Reproduce all of the material below, request lines included, but multiply every number in the answers (the viewBox dimensions and path coordinates) by 2.3 and round each result to a whole number, with halves going up. Leave the numbers in the requests and in the format sample unchanged.

STORED ROWS:
- - - -
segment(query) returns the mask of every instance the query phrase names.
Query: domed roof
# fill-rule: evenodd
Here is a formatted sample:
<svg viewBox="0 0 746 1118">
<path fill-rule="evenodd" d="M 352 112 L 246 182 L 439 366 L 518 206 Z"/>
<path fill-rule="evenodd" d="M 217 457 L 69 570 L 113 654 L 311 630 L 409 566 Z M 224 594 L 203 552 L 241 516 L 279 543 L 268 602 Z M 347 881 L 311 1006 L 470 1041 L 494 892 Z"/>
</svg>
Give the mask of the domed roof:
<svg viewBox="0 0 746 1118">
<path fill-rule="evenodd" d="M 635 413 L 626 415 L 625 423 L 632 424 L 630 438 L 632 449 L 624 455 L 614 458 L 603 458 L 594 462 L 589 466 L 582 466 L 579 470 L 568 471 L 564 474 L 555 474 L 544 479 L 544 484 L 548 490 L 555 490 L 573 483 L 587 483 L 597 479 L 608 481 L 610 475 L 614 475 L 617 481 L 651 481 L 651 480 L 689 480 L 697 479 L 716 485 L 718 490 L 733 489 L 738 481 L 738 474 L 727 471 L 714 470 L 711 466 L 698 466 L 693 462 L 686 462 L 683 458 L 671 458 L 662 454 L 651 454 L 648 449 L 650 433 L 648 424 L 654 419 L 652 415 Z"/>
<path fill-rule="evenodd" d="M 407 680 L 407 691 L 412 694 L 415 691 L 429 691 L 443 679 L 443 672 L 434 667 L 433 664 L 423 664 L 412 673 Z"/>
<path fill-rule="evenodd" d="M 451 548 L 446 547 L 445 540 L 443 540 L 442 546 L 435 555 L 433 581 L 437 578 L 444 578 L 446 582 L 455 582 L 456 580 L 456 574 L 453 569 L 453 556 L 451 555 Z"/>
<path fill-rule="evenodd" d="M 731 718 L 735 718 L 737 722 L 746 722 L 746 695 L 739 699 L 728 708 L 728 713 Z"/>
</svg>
- - - -
EXERCISE RESULT:
segment(query) returns the mask of every instance the query phrase names.
Query: domed roof
# fill-rule: evenodd
Here is a formatted sample:
<svg viewBox="0 0 746 1118">
<path fill-rule="evenodd" d="M 352 112 L 246 182 L 439 366 L 518 206 Z"/>
<path fill-rule="evenodd" d="M 217 457 L 69 570 L 113 654 L 311 630 L 409 566 Z M 224 594 L 203 552 L 241 516 L 279 543 L 268 602 Z M 347 881 L 311 1006 L 470 1041 L 494 892 Z"/>
</svg>
Give the mask of the domed roof:
<svg viewBox="0 0 1716 2571">
<path fill-rule="evenodd" d="M 1461 950 L 1440 955 L 1438 973 L 1454 975 L 1449 1007 L 1454 1033 L 1435 1047 L 1412 1053 L 1387 1053 L 1366 1063 L 1355 1072 L 1339 1072 L 1332 1081 L 1306 1083 L 1297 1090 L 1277 1090 L 1251 1102 L 1251 1113 L 1260 1127 L 1277 1127 L 1318 1111 L 1350 1111 L 1373 1102 L 1398 1106 L 1403 1093 L 1412 1093 L 1419 1106 L 1497 1106 L 1497 1104 L 1585 1104 L 1603 1102 L 1647 1116 L 1651 1127 L 1686 1125 L 1697 1106 L 1697 1090 L 1672 1083 L 1642 1081 L 1635 1072 L 1605 1072 L 1594 1063 L 1578 1063 L 1571 1053 L 1543 1053 L 1523 1044 L 1497 1044 L 1490 1033 L 1495 996 L 1490 975 L 1504 964 L 1500 955 Z"/>
<path fill-rule="evenodd" d="M 936 1564 L 936 1589 L 948 1596 L 955 1589 L 987 1589 L 1019 1562 L 1019 1546 L 998 1534 L 996 1527 L 973 1527 L 948 1548 Z"/>
<path fill-rule="evenodd" d="M 1037 1260 L 1026 1258 L 1024 1242 L 1019 1242 L 1017 1256 L 1001 1277 L 996 1336 L 1005 1329 L 1021 1329 L 1026 1339 L 1047 1339 L 1049 1334 L 1049 1320 L 1042 1309 L 1042 1279 L 1037 1277 Z"/>
<path fill-rule="evenodd" d="M 1681 1651 L 1691 1651 L 1695 1661 L 1716 1661 L 1716 1599 L 1700 1608 L 1674 1628 L 1674 1640 Z"/>
</svg>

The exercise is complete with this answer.